* The problem:
Go through the listing below and say how many lines include "spots". Give the number by itself.

Information provided Start Marker

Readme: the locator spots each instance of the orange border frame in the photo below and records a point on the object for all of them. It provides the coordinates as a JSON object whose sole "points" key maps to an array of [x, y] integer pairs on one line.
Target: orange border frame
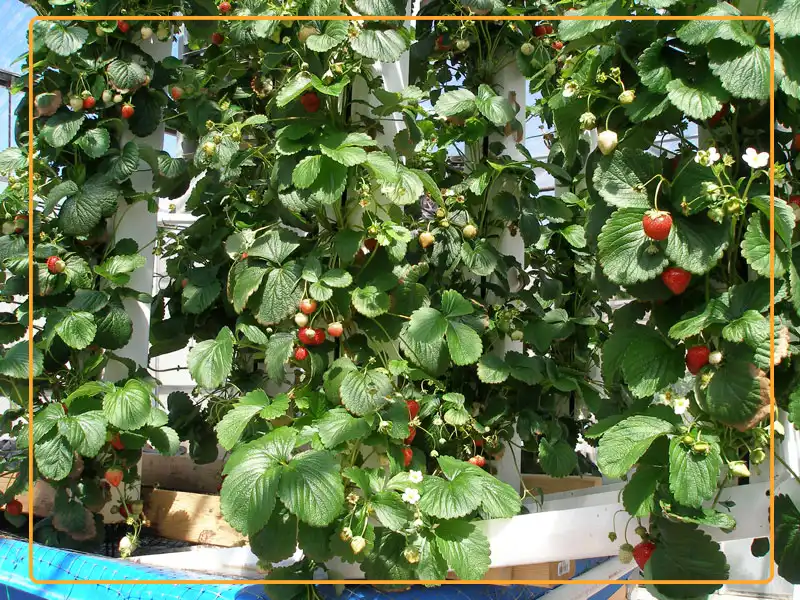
{"points": [[412, 581]]}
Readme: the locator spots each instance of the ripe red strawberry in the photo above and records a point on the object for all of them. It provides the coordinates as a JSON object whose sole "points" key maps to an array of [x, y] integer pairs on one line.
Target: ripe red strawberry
{"points": [[408, 454], [412, 434], [697, 358], [642, 553], [310, 101], [719, 115], [656, 224], [116, 442], [114, 476], [335, 329], [308, 306], [14, 508], [676, 279], [55, 265], [413, 408]]}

Information provided End Marker

* Answer to this problem:
2